#### EXERCISE
Write out the material below word for word, from its first line through the line holding "(1320, 108)", both included, and nothing more.

#### DATA PROVIDED

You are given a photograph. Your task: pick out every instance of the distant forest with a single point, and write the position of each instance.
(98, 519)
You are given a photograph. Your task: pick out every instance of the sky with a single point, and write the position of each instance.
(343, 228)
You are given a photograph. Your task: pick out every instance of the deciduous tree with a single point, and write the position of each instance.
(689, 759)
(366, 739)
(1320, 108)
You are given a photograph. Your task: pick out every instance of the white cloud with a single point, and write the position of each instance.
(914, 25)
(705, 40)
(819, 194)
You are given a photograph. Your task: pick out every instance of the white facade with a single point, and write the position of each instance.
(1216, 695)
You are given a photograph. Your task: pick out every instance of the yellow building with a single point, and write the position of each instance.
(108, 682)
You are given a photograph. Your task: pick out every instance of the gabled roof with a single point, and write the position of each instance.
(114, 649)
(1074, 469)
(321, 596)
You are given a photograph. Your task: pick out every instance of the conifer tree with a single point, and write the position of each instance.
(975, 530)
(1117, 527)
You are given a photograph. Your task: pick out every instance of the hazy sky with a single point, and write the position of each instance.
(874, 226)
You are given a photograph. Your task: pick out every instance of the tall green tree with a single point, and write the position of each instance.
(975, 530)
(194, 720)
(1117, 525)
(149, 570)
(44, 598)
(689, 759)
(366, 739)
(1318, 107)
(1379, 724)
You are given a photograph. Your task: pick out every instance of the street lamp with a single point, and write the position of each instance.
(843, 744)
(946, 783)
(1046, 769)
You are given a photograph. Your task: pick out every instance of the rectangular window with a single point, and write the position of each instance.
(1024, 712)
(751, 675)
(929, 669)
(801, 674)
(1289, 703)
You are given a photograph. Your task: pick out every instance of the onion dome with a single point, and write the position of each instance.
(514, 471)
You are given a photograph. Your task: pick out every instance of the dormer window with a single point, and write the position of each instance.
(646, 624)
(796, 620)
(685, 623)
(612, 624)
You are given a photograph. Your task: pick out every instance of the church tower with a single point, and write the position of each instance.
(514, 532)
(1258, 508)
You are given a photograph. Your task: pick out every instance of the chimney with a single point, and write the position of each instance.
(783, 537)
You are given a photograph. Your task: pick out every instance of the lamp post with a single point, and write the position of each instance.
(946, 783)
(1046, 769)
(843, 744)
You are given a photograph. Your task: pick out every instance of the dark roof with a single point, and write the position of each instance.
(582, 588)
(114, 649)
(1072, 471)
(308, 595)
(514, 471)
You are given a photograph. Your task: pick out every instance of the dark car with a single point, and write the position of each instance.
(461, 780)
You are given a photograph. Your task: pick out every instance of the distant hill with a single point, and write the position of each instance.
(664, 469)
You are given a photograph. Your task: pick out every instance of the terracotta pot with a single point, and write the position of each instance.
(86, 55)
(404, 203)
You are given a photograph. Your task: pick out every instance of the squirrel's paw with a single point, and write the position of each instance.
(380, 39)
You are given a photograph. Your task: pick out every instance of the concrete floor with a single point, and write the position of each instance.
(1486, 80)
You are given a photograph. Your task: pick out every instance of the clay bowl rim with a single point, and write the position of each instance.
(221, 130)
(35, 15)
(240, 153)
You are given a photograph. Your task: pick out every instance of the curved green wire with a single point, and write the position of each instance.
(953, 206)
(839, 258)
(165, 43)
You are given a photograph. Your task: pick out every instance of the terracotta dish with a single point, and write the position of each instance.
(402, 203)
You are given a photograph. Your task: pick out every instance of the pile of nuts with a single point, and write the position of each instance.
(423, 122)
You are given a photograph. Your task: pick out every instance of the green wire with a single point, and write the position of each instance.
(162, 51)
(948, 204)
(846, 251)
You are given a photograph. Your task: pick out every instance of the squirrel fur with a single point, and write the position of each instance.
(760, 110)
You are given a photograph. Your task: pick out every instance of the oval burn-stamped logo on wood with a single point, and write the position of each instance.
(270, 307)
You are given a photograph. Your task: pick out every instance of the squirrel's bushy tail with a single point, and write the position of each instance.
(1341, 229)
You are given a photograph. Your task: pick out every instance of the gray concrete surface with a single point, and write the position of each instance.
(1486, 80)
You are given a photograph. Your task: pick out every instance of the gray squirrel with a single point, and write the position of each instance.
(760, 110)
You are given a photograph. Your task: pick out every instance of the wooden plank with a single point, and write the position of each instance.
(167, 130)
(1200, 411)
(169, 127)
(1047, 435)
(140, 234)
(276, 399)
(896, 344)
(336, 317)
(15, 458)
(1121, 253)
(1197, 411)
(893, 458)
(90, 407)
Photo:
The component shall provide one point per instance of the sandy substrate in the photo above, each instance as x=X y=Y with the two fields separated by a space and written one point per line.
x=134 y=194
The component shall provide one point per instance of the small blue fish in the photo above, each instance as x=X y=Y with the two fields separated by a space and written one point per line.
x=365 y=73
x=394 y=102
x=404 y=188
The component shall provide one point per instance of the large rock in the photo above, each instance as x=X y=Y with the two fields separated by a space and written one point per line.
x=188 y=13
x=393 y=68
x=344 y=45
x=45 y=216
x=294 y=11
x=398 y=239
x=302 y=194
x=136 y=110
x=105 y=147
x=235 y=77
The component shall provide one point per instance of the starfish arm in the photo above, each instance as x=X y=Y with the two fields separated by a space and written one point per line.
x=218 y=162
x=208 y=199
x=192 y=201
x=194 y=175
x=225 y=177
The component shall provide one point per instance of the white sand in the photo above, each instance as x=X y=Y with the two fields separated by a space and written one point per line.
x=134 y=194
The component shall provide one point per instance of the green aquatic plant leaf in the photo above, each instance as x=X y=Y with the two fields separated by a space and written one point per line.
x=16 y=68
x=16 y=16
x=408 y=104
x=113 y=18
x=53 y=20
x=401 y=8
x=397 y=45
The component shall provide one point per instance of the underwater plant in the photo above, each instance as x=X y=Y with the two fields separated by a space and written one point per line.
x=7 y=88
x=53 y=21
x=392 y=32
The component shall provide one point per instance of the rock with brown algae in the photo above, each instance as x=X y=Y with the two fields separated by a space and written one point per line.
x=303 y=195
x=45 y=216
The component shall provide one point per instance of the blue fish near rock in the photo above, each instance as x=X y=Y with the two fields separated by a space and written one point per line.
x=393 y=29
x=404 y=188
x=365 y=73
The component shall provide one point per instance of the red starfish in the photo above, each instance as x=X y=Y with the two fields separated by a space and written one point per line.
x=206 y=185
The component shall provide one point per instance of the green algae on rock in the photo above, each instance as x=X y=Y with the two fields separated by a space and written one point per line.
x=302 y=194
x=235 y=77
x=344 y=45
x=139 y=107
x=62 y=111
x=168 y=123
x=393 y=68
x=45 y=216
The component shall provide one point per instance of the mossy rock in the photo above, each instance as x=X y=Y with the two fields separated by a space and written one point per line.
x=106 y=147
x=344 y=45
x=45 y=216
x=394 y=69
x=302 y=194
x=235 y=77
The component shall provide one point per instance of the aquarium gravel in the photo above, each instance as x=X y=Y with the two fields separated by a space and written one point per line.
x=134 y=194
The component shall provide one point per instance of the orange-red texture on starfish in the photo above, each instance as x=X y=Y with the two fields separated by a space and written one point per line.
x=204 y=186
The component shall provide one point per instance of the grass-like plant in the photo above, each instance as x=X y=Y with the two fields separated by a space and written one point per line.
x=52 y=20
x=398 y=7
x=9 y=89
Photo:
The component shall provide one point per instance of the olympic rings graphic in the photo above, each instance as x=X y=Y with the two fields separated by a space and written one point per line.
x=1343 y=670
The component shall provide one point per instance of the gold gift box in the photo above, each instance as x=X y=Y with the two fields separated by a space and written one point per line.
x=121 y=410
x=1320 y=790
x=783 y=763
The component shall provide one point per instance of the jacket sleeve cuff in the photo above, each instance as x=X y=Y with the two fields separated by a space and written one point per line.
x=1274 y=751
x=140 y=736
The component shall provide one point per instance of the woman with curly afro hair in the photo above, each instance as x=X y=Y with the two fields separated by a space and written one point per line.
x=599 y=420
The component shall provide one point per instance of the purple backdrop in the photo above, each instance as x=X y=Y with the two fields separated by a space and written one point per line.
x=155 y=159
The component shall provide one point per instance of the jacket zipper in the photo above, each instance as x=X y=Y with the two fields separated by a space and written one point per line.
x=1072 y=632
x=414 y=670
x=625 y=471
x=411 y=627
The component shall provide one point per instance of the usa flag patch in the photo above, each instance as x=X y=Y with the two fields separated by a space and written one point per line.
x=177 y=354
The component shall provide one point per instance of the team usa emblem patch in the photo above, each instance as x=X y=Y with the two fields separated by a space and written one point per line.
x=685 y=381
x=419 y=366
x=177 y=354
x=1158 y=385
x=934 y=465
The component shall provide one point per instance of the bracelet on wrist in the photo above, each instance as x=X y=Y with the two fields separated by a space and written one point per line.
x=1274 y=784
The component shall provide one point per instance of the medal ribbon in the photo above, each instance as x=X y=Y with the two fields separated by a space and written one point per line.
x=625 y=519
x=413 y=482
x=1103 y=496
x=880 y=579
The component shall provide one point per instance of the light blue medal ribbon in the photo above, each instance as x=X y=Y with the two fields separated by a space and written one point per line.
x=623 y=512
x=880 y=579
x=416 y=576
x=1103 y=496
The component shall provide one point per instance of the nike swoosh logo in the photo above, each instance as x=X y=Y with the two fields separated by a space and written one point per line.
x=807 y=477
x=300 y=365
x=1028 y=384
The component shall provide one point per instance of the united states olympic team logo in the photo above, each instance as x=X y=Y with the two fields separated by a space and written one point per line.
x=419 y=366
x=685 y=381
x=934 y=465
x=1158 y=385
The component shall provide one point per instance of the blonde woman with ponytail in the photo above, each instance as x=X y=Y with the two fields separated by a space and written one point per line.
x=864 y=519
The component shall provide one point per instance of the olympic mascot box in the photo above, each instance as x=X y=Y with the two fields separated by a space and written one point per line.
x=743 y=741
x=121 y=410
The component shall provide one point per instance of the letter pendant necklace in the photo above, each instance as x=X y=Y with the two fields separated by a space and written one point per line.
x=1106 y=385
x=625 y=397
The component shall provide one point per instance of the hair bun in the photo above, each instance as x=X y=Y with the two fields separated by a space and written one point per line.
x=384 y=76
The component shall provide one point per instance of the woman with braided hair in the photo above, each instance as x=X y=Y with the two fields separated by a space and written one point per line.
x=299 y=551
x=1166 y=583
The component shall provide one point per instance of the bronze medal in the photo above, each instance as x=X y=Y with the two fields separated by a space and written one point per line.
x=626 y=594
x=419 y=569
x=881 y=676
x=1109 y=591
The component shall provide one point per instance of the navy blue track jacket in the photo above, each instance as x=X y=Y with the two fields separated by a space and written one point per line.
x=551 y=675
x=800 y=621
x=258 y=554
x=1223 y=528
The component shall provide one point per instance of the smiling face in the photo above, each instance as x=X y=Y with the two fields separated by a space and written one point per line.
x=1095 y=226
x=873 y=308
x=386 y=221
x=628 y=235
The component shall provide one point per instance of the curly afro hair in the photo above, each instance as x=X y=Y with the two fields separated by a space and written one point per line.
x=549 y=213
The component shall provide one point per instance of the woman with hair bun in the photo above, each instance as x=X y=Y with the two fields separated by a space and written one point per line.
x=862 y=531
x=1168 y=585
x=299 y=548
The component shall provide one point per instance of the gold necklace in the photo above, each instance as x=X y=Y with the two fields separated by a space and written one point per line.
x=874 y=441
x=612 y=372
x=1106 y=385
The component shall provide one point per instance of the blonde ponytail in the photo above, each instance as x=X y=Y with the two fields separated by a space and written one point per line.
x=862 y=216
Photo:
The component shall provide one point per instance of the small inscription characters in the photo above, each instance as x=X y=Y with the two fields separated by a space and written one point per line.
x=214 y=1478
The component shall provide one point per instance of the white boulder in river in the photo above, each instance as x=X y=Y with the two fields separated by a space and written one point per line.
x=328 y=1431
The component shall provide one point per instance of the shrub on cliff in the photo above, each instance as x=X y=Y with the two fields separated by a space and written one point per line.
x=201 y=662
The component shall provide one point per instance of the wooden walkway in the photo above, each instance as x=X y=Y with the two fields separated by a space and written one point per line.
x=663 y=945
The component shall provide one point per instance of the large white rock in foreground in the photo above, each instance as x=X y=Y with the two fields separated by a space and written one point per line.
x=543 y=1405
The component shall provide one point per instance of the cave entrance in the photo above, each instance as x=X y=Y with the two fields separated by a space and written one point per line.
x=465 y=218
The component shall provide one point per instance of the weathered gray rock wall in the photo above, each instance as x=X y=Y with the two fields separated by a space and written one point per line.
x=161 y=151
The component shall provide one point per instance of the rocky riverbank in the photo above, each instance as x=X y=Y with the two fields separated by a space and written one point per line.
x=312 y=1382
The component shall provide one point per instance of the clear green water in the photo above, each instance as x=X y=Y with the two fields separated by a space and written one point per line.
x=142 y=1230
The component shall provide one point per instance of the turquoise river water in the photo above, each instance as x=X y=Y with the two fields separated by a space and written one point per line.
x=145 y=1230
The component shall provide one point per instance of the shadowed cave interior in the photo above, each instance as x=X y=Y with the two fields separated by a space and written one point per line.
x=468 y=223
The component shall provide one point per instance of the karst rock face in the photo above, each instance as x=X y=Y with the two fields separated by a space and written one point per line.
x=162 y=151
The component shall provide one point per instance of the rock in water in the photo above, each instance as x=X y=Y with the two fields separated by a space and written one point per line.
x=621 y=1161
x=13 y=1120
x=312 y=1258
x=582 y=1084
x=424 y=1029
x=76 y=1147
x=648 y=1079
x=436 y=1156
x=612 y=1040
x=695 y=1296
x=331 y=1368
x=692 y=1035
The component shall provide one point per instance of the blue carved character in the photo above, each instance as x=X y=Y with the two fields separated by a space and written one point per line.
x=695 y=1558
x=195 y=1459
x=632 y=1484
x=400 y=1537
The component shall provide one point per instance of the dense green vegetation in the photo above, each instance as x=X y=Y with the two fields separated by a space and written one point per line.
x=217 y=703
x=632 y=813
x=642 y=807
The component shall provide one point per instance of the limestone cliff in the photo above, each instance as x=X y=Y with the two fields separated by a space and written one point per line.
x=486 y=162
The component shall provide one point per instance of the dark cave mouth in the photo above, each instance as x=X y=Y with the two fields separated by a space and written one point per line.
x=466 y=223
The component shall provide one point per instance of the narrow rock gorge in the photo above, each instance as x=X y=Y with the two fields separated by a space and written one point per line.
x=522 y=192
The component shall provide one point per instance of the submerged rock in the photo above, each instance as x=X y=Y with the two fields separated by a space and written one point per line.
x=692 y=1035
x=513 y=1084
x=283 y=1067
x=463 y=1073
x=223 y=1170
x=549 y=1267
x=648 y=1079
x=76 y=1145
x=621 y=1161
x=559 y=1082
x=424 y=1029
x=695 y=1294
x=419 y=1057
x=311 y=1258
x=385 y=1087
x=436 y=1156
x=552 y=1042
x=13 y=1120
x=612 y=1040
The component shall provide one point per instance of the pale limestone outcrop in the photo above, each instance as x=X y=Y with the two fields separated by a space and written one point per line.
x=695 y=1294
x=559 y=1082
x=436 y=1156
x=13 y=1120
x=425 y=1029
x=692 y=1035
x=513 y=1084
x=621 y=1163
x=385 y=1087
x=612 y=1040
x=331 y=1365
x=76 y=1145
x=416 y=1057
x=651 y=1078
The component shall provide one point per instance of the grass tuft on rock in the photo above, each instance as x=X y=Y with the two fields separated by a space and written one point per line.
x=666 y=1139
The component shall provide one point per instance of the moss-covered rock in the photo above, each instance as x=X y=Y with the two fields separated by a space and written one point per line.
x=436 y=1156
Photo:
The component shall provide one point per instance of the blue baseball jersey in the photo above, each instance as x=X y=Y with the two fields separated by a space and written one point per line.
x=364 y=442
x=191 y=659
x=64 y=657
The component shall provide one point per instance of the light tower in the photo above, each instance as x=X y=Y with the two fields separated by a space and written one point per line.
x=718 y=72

#### OUTPUT
You are given a photograph. Your task: pick out every instance of the distant forest with a single point, and write the position of each instance.
(98, 519)
You are given a photograph. Your task: pick out every instance of the sky with a single point, and write the position of each instance.
(343, 228)
You are given a photograph. Your task: pick out every instance of the deciduous tree with a single point, and write the position of each instance.
(689, 759)
(366, 739)
(1320, 108)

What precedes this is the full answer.